INSTRUCTIONS FOR THE TASK ->
The answer must consist of the entries, copied exactly and in full.
============
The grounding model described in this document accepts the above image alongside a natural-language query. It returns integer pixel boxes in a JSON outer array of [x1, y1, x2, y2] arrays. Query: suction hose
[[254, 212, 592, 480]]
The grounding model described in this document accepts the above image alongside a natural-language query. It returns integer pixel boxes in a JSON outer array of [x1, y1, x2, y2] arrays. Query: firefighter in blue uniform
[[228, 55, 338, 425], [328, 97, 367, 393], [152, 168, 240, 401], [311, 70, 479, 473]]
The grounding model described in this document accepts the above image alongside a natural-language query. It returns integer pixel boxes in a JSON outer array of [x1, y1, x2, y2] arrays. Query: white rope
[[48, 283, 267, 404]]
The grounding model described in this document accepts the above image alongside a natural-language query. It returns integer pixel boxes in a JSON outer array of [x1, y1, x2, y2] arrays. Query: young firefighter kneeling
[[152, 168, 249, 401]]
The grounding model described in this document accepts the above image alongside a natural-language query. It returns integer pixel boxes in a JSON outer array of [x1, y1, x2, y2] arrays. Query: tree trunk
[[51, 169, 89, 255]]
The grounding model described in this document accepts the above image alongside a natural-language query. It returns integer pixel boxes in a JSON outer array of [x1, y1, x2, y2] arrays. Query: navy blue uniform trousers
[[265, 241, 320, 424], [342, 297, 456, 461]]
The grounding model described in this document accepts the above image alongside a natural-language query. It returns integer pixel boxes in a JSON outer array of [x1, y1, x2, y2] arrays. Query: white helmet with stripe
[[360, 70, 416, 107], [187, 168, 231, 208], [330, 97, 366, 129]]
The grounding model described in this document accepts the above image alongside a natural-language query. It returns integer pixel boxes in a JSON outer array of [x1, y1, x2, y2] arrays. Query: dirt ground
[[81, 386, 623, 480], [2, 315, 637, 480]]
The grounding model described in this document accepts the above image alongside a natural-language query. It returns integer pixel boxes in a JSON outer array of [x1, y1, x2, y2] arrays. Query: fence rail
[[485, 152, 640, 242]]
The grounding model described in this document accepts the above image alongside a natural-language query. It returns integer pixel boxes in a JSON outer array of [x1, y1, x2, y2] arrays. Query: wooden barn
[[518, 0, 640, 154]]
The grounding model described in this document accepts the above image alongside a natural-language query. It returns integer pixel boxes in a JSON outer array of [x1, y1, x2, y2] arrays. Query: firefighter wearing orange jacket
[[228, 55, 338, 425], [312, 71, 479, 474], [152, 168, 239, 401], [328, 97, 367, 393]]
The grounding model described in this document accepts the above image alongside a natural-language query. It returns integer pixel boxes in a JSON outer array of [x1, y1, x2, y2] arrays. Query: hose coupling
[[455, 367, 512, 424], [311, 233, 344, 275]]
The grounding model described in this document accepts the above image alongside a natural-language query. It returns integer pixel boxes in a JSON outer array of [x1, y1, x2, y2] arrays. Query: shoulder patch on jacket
============
YOUR SOLUTION ->
The grounding model described in this document accepts the above image alongside a natural-language query. It returns integer pixel boxes in a JSON outer array of [x1, y1, x2, y2] arrays. Query: suction hose
[[254, 212, 592, 480]]
The grounding model described in this document accepts the above image alongside a natural-language query. It returns integer pixel boxes in a JSON outer array of [x1, y1, x2, y2] arrays. Query: firefighter in blue uniform
[[228, 55, 338, 425], [328, 97, 367, 393], [152, 168, 240, 401], [311, 70, 479, 473]]
The grounding model described in this document accepts the above image alongside a natural-language query. It returns integer pixel boxes in a JSON outer array of [x1, y1, x2, y2] arrays. Query: white rope
[[48, 283, 267, 404]]
The grounding model described in this document accepts the above image alongside a natural-language query. It returns integer pixel boxes in a JSON outer array of [x1, y1, x2, y2] arrays. Query: young firefighter kneeling
[[152, 168, 249, 401]]
The grounding model described in this document accepts the above image alongside a natural-language query. It returns integer pixel boxes in a JSON outer array of [x1, y1, x2, y2] arrays. Query: tree trunk
[[51, 169, 89, 255]]
The grounding model described in this document accepts the above image alongside a natural-language query. It returns integer pixel boxes in a JSON outer array of [x1, y1, x2, y2] arrays. Query: navy blue uniform trousers
[[265, 241, 320, 424], [342, 297, 456, 461]]
The grounding model described in this document accepts the above image alongside a natural-language query. It returns integer pixel boxes in a JSON outer array of [x1, y1, x2, y2] arrays. Query: white helmet with stripe
[[360, 70, 416, 107], [187, 168, 231, 208], [330, 97, 366, 129]]
The grounding model described in this document accepts the above image alongside a natural-language query. It returns integer pixel boxes in a JSON outer array of [x1, y1, x2, y2] arrays. Query: dirt ground
[[81, 386, 623, 480], [2, 315, 637, 480]]
The grounding model described in this document accepts the above image alongside a natural-language query. It returns integer pixel boxes in a JSON outer array of [x1, y1, x2, y2] arrays. Query: fence rail
[[485, 152, 640, 242]]
The grounding model described in this document accepts the above image alongside a natural-language query. It returns integer pixel boxes in a JSON outer array of [x1, y1, x2, y2] arrays. Query: wooden barn
[[518, 0, 640, 154]]
The grounding model described in this document accepts the above image alongside a natural-language query. It returns integer pixel boxes in a JSON outer array of [x1, y1, x2, y2] arrays. Query: firefighter wearing orange jacket
[[228, 55, 338, 425], [312, 71, 479, 474], [152, 168, 239, 401], [328, 97, 367, 393]]
The grounding model described in this document accepts the above image alongside a natural-language query. It returns integer pixel boxes in a JSON outer array of [x1, y1, x2, y2] arrays. Query: hose coupling
[[455, 367, 512, 424], [311, 233, 344, 275]]
The grounding model described in this document accepts the above image alongside a natural-language query. It returns integer pixel boxes in a JSON outer array of [x1, y1, x2, y2] arrays. Query: shoulder patch on jacket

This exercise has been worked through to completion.